[Problem to work on]
Pull out every line of the entries below that contains the string "player". Uppercase and lowercase letters count as different.

[Supplied material]
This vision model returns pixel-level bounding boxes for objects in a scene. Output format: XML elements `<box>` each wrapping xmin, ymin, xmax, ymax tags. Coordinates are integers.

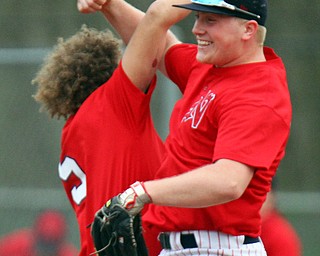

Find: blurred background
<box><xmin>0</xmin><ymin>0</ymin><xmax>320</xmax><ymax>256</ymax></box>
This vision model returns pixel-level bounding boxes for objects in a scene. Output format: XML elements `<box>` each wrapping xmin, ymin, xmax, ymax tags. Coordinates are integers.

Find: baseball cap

* * *

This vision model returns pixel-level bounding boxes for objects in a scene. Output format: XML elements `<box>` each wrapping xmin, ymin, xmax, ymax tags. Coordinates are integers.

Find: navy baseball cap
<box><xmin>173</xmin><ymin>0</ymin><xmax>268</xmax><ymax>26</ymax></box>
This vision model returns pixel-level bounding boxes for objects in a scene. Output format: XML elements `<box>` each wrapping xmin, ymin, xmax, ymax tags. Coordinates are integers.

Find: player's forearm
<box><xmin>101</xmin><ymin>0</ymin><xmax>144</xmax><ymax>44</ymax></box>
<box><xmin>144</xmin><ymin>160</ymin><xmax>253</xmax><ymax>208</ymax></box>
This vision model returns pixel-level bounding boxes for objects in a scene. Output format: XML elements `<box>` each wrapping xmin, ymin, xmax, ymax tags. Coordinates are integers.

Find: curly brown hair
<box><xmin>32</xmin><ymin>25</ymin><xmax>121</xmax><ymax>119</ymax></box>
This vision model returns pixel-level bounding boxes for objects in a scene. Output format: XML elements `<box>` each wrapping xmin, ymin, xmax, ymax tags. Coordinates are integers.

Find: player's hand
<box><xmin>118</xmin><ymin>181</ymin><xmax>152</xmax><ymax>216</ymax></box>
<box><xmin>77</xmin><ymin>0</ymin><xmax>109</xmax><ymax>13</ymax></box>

* * *

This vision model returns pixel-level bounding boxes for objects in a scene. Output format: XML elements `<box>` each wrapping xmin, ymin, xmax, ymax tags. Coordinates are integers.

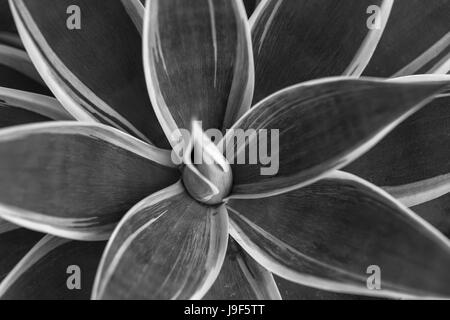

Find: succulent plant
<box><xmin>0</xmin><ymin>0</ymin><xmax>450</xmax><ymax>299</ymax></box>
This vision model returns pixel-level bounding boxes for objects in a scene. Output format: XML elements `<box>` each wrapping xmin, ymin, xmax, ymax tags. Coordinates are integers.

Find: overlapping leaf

[Solution for this problem]
Find: player's forearm
Find: player's hand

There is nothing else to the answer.